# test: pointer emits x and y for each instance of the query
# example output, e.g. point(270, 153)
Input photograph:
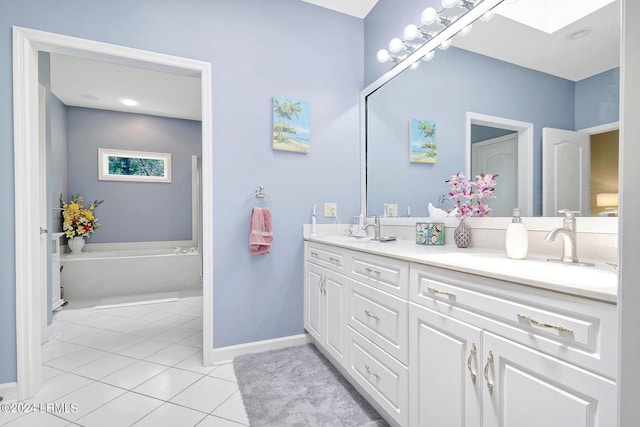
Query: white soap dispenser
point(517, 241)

□ □ □ □

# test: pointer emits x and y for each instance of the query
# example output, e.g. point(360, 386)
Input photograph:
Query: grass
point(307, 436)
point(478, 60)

□ □ □ □

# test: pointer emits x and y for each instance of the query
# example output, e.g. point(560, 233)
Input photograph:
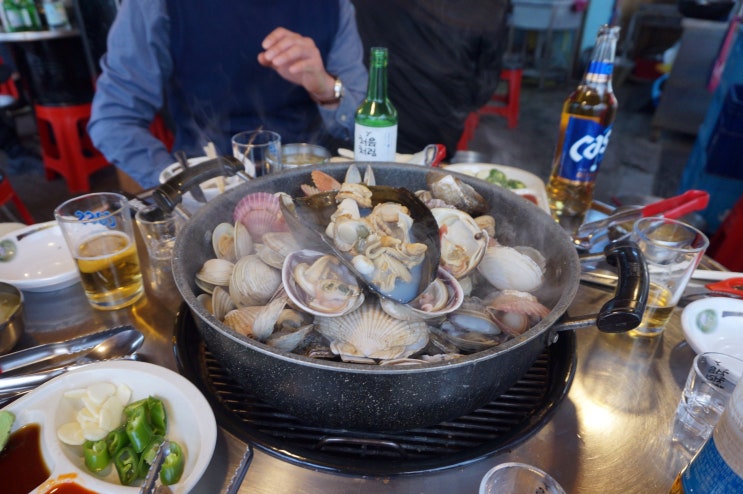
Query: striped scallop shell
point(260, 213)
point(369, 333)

□ □ □ □

--- PROBLEM TO SOLVE ---
Please extract every line in the records above that contains the word "example". Case counts.

--- ANSWER TO THE PROBLEM ---
# example output, e.g. point(270, 153)
# example output, e.g. point(360, 386)
# example output, e.g. point(560, 233)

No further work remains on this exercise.